#### DATA FOR THIS EXERCISE

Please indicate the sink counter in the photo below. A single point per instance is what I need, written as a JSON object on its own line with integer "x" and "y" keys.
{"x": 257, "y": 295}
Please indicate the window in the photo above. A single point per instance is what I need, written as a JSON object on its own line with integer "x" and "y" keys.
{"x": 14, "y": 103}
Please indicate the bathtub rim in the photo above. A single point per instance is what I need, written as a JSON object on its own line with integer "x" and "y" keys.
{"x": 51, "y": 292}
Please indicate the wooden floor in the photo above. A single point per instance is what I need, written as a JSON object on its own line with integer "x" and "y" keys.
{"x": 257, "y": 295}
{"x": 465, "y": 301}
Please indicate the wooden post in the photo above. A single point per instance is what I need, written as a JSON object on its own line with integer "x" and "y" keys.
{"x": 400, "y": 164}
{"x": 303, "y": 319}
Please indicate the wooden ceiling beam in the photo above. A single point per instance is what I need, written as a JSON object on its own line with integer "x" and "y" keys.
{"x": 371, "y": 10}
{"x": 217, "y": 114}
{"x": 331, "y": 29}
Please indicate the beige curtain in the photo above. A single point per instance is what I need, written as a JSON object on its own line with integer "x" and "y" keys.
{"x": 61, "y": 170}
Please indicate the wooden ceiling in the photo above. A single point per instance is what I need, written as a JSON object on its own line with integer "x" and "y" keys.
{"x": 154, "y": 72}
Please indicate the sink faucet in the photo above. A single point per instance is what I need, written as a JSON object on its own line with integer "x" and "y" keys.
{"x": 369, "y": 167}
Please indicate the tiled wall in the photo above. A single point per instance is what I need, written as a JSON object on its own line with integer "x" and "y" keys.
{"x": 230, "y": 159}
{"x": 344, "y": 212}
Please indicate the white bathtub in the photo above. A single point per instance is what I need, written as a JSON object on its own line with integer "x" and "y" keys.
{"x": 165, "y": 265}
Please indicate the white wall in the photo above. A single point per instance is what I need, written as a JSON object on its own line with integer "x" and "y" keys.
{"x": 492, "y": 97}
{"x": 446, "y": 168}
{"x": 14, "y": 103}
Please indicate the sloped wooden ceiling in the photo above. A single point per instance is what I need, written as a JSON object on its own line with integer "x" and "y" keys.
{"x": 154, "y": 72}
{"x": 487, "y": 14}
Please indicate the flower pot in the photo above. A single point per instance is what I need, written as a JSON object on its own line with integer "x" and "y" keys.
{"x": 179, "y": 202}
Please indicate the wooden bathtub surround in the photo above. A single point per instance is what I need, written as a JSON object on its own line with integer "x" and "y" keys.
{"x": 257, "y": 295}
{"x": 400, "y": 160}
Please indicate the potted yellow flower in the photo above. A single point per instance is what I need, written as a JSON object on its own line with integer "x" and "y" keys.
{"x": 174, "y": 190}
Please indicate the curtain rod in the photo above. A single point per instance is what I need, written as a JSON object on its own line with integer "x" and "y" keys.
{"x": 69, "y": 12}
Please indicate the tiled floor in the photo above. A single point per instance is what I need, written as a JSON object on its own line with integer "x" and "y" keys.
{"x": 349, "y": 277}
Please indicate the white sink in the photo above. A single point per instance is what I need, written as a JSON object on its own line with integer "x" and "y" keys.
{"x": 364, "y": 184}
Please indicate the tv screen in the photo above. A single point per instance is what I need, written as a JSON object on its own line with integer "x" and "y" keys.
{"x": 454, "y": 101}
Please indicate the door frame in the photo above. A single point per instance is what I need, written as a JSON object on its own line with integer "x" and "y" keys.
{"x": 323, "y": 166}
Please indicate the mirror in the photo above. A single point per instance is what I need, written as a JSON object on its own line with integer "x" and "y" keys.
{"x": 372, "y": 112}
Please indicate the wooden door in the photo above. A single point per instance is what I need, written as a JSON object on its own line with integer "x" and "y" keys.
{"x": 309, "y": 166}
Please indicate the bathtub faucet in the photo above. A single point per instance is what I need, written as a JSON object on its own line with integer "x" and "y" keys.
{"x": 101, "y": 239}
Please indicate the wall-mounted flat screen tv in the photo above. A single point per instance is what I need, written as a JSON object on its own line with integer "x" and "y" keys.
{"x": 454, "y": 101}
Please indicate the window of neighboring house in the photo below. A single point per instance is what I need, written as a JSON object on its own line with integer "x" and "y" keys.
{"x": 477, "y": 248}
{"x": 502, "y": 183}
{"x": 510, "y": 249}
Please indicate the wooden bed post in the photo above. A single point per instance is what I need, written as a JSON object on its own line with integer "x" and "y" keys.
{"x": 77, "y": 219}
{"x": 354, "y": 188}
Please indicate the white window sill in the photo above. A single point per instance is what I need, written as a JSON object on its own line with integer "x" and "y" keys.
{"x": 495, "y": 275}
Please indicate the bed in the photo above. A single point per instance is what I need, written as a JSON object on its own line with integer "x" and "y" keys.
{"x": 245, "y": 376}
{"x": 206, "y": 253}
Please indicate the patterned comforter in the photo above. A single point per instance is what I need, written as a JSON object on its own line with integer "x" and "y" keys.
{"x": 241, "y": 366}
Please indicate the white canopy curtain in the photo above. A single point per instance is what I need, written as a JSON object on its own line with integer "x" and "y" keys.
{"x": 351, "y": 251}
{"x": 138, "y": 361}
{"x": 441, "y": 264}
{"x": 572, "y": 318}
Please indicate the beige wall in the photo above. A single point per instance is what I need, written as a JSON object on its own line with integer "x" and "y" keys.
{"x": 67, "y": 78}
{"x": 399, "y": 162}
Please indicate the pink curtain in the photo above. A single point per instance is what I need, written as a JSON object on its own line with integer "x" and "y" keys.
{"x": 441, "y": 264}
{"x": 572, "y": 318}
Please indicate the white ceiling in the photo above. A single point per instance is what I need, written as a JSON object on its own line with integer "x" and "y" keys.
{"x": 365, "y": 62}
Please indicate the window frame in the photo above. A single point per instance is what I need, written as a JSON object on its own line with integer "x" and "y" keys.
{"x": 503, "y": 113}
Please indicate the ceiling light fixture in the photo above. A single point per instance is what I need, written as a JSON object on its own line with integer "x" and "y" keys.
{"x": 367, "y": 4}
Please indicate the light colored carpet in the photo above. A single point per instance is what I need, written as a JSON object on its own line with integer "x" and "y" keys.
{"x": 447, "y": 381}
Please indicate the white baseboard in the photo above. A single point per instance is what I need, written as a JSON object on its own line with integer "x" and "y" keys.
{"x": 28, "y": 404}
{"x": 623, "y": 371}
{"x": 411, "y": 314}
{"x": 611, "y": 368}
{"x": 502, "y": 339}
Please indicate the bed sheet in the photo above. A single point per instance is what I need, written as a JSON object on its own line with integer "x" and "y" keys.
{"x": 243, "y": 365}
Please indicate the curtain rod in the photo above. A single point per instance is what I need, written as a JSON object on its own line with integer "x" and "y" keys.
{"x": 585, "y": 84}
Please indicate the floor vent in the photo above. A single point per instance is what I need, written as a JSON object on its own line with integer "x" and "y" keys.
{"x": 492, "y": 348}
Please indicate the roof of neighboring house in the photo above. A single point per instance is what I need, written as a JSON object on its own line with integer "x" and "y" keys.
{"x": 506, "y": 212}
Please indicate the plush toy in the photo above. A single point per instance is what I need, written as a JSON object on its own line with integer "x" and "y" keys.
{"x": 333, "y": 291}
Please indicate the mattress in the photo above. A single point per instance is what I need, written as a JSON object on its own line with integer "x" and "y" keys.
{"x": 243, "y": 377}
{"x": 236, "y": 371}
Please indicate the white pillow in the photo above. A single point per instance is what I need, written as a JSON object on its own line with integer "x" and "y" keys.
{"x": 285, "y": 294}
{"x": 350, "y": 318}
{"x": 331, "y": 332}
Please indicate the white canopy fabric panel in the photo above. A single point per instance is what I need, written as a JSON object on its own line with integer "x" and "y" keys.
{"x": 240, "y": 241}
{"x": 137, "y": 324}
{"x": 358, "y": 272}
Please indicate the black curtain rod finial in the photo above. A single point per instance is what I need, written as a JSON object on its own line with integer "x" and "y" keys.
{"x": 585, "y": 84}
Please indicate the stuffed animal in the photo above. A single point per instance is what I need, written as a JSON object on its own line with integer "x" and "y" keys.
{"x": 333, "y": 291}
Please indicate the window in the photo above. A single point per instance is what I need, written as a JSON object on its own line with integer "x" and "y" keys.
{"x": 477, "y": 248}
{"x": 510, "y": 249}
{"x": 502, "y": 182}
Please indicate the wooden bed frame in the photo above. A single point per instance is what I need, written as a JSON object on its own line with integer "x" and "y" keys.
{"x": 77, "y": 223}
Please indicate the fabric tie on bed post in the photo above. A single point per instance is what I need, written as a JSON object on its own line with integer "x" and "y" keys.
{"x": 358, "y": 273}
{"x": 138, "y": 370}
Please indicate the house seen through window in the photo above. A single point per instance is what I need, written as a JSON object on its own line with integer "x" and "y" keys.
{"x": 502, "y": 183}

########

→ PROBLEM STATEMENT:
Write out, word for word, every line from the one containing "Please indicate the stuffed" through the last line of the records above.

→ TASK ANSWER:
Please indicate the stuffed animal in the photo above. A single point per instance is what I need, written as a JSON object on its own line with integer "x" and "y" keys.
{"x": 333, "y": 291}
Please indicate the window in the photo above. A single point per instance is what I need, written as a JSON object on its own line with integer "x" and "y" keys.
{"x": 477, "y": 248}
{"x": 510, "y": 249}
{"x": 502, "y": 182}
Please indicate the wooden bed frame in the photo above. A single point per instance is what I need, written as a JSON object on its own line with integer "x" and "y" keys.
{"x": 77, "y": 223}
Please indicate the fabric tie on bed post in the photo above. A single point per instance is what I need, written as a JSON object on its own line with integer "x" and "y" keys.
{"x": 358, "y": 273}
{"x": 138, "y": 370}
Please indicate the house seen through window in the photo above. A single point per instance is what I need, written as a JSON object on its own line with integer "x" and "y" keys.
{"x": 502, "y": 183}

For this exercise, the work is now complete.